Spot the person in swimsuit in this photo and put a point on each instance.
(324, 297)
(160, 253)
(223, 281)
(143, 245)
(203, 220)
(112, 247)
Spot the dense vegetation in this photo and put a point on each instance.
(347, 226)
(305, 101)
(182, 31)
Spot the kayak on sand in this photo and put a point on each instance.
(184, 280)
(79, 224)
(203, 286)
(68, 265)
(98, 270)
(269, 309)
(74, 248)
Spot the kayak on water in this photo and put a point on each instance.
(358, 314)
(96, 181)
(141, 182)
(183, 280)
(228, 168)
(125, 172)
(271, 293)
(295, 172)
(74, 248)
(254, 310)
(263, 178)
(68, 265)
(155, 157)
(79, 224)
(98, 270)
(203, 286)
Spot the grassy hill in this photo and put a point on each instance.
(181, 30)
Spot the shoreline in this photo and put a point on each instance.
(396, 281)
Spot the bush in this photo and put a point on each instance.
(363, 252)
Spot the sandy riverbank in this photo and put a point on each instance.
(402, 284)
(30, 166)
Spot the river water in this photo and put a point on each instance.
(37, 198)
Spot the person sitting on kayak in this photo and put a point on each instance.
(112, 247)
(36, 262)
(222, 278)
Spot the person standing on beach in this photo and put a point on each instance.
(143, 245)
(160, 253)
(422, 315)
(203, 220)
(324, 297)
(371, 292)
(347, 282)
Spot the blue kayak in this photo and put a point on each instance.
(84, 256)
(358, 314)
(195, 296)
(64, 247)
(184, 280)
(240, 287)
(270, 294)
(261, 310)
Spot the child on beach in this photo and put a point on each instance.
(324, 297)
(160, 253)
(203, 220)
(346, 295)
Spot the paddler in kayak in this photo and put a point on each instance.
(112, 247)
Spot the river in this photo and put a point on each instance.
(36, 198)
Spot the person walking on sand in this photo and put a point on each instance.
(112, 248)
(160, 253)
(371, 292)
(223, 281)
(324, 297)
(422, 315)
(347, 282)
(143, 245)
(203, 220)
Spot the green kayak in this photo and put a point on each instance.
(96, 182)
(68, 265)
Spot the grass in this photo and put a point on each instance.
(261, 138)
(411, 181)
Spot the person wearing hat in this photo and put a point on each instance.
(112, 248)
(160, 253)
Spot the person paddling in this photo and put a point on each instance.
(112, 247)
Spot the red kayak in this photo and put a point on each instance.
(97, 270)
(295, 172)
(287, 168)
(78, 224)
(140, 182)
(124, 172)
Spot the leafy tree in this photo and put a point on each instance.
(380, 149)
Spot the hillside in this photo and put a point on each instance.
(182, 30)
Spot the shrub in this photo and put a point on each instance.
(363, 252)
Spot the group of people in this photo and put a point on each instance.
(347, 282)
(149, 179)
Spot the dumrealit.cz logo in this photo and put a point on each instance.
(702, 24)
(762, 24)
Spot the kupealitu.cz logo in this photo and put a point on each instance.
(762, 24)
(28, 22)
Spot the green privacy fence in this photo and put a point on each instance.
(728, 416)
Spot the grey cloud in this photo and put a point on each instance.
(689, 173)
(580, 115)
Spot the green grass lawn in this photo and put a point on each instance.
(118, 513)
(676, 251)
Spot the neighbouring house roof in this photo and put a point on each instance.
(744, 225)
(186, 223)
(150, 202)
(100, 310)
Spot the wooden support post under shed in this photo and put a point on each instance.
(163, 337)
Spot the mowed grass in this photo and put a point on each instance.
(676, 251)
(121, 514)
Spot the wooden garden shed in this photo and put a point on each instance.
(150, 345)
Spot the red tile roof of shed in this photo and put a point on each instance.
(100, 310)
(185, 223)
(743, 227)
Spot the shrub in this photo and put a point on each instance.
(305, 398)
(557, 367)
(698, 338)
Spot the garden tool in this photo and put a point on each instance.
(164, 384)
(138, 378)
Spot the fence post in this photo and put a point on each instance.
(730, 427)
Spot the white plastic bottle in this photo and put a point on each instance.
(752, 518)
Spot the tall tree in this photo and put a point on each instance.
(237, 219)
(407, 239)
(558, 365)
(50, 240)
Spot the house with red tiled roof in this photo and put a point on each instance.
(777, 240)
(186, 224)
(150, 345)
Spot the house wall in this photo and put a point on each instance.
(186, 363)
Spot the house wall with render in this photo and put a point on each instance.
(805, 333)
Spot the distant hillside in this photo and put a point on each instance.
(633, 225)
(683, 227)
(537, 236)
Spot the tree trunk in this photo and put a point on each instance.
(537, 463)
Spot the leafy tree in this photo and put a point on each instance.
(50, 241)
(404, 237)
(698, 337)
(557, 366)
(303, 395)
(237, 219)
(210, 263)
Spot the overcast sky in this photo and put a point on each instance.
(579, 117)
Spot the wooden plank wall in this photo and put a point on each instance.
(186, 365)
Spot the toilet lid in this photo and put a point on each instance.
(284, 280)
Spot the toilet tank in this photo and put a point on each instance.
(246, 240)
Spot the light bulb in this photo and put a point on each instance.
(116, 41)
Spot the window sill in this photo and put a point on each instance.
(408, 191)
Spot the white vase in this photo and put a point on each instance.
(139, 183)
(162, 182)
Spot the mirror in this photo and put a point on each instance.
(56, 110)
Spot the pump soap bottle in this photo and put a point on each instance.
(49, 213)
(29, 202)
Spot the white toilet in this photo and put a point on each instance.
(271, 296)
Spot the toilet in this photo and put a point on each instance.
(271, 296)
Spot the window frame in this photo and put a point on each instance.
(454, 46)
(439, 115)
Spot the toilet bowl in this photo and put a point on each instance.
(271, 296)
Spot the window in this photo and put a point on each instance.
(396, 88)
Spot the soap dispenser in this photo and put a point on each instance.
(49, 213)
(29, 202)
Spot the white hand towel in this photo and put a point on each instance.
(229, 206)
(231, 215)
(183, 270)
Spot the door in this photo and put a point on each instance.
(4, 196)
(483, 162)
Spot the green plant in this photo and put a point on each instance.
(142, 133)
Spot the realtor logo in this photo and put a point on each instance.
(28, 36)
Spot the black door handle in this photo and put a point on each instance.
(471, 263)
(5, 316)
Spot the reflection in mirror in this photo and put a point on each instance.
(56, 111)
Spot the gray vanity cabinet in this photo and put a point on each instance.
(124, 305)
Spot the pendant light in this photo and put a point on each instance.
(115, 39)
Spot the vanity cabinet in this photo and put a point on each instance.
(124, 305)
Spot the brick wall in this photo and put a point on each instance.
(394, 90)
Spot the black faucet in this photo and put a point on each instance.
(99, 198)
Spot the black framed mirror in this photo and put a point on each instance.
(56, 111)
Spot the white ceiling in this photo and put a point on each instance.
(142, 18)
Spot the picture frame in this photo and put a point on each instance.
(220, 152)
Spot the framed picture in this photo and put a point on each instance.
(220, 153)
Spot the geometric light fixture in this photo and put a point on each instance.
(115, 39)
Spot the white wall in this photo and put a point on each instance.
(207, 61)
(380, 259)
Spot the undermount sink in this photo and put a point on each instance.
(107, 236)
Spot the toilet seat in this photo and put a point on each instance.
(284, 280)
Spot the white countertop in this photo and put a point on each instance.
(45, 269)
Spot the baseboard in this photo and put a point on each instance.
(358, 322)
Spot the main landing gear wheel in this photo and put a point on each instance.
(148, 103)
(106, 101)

• • • • • • •

Beginning at the line that holds "Spot the gray", write out word for word each line through the end of the records.

Spot the gray vanity cabinet in this photo and put a point on each instance.
(124, 305)
Spot the pendant light in this photo and put a point on each instance.
(115, 39)
Spot the vanity cabinet in this photo and put a point on each instance.
(124, 305)
Spot the brick wall in this photo and put a point on each instance.
(394, 90)
Spot the black faucet in this photo and put a point on each instance.
(99, 198)
Spot the black framed mirror in this photo and put a point on each instance.
(56, 111)
Spot the white ceiling in this photo and put a point on each instance.
(142, 18)
Spot the picture frame in this photo and put a point on each instance.
(220, 152)
Spot the framed picture in this photo and put a point on each instance.
(220, 153)
Spot the geometric light fixture in this photo and put a point on each instance.
(115, 39)
Spot the white wall in this photo and put a point on each instance.
(207, 61)
(380, 259)
Spot the undermount sink in this photo and put a point on each instance.
(107, 236)
Spot the toilet seat in this photo and put a point on each instance.
(284, 280)
Spot the white countertop in this photo and put a point on each instance.
(45, 269)
Spot the baseboard in this photo and put a point on each instance.
(358, 322)
Spot the main landing gear wheel in this photo and put a point on each instance.
(148, 103)
(106, 101)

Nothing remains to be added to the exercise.